# start of Supplied material
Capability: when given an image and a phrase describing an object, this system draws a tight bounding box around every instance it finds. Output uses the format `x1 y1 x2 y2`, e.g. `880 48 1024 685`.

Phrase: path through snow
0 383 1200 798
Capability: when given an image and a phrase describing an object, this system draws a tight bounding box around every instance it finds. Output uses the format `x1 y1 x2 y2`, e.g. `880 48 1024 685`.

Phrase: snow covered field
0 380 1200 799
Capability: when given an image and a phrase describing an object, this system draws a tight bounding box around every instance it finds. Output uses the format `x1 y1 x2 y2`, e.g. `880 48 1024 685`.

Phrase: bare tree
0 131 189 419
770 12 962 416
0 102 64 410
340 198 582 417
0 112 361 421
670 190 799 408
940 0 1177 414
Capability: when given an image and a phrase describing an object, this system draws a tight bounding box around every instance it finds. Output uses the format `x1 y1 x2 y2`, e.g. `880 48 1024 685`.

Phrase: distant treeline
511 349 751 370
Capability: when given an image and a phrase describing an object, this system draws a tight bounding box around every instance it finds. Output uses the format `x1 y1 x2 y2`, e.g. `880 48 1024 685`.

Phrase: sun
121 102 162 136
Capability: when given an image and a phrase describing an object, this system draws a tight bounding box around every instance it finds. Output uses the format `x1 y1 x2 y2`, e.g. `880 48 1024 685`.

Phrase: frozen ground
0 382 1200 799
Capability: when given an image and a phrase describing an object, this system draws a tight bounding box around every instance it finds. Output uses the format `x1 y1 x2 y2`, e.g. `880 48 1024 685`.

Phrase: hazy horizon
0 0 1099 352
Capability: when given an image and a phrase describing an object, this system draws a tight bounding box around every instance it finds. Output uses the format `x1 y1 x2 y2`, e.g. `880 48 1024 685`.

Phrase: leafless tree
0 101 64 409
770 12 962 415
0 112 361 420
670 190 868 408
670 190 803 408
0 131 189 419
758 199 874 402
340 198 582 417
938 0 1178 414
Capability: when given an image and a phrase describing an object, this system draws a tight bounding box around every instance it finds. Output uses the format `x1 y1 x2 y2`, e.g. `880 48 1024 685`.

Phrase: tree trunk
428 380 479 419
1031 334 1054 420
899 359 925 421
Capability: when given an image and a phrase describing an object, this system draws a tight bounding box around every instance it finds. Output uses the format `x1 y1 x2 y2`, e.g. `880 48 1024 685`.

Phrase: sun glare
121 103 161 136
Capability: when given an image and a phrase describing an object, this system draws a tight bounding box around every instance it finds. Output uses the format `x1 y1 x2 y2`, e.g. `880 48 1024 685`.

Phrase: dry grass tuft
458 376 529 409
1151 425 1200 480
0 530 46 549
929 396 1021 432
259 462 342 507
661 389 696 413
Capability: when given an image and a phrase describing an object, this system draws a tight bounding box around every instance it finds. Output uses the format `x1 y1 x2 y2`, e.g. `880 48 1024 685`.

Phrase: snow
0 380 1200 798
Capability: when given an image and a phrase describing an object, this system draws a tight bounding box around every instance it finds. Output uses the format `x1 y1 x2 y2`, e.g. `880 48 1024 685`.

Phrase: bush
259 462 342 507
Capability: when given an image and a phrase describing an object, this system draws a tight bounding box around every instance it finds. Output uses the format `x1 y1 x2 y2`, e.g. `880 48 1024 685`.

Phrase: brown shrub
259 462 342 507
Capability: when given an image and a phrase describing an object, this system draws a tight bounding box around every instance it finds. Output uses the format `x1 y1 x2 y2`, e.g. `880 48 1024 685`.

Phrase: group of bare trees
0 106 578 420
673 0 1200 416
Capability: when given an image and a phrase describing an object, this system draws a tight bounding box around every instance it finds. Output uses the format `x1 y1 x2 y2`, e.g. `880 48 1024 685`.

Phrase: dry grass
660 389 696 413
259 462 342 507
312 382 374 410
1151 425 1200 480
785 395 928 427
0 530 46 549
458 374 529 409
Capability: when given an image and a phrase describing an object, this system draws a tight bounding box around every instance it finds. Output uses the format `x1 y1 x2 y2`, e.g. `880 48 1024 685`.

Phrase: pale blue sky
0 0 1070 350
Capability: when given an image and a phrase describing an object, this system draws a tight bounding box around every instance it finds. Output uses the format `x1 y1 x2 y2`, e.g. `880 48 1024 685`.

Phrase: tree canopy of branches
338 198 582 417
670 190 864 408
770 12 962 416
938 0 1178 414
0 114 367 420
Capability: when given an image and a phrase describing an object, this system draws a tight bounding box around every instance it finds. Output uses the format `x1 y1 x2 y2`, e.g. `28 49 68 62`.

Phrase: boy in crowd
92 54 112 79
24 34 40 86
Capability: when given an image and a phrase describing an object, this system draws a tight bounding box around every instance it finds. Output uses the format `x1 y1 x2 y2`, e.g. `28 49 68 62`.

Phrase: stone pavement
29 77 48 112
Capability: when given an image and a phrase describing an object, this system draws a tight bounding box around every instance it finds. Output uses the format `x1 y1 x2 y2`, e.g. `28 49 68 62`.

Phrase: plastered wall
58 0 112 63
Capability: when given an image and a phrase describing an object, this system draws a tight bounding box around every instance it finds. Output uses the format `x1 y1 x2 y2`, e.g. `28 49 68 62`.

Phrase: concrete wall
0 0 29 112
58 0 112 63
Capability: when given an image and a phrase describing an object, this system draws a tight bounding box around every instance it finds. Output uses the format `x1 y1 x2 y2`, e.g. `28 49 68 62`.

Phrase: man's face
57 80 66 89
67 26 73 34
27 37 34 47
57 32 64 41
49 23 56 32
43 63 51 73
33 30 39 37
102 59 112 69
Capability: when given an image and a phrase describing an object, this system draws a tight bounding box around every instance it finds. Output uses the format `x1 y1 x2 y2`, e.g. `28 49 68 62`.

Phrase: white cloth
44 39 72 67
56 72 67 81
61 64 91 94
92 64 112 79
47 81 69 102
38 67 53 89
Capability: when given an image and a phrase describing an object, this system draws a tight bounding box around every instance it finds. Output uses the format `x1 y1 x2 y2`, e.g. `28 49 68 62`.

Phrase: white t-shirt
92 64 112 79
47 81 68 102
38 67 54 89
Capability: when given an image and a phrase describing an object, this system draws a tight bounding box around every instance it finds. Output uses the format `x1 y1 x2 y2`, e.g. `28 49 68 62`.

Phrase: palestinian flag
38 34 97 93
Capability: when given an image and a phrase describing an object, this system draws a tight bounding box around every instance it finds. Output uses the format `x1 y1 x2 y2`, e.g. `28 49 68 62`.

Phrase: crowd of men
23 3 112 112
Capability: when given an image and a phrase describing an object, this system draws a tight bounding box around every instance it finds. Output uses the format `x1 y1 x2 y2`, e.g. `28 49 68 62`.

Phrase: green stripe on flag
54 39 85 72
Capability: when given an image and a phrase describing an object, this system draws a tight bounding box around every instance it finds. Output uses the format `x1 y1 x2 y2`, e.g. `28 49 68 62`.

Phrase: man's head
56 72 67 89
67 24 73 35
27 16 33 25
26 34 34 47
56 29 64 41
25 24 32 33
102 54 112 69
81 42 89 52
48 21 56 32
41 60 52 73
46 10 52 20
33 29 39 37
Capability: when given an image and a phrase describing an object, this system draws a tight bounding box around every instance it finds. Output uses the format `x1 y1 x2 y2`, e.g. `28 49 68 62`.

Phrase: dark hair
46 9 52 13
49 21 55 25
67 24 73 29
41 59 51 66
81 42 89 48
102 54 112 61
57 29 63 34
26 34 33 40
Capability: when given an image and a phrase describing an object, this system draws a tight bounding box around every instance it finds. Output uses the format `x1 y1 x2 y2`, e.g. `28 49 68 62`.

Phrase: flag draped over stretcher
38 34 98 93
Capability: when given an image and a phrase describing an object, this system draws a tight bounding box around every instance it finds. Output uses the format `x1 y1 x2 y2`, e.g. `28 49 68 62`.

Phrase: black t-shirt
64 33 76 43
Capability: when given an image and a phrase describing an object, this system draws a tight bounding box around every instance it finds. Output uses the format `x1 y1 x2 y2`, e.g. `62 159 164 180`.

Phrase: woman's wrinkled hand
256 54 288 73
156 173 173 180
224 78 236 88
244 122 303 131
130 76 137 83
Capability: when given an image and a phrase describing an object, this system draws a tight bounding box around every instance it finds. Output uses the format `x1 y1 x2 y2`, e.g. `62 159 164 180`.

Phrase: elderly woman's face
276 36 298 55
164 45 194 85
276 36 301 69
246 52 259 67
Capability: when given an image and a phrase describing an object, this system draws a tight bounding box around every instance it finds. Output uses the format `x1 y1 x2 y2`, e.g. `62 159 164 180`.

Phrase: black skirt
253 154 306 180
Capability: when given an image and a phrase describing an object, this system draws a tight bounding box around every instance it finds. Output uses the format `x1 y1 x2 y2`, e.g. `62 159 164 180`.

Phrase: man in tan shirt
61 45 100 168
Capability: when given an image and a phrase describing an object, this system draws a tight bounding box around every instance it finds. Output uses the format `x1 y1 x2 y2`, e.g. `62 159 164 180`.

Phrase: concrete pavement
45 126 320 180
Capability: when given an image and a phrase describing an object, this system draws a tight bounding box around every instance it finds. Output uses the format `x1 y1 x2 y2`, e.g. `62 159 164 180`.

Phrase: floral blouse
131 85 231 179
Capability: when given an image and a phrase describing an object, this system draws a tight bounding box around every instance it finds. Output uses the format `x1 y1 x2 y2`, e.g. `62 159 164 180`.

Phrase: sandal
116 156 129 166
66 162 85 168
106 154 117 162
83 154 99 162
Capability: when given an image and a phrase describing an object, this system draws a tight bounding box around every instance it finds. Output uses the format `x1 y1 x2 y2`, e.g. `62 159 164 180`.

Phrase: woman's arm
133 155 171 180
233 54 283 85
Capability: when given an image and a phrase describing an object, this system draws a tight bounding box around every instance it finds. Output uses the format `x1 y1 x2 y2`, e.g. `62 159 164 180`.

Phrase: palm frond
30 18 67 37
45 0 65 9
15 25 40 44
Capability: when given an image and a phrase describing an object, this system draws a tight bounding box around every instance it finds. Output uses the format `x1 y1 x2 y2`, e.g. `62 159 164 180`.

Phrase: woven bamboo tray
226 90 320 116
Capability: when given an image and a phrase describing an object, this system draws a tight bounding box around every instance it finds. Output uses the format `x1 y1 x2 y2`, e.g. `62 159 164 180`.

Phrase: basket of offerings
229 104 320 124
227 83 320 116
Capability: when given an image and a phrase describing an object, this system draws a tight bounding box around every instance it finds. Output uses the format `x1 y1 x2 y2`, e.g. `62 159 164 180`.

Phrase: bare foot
# end of Supplied material
Short task = Retype the listing word for word, from its very first line down to and including the line that contains "0 383 1200 798".

Correct output =
Capability: when given an image and a phrase describing an object, this system draws a tight bounding box around every instance it finds. Output uses the format `x1 y1 x2 y2`, e.g. `880 48 1024 685`.

Phrase: path through snow
0 383 1200 798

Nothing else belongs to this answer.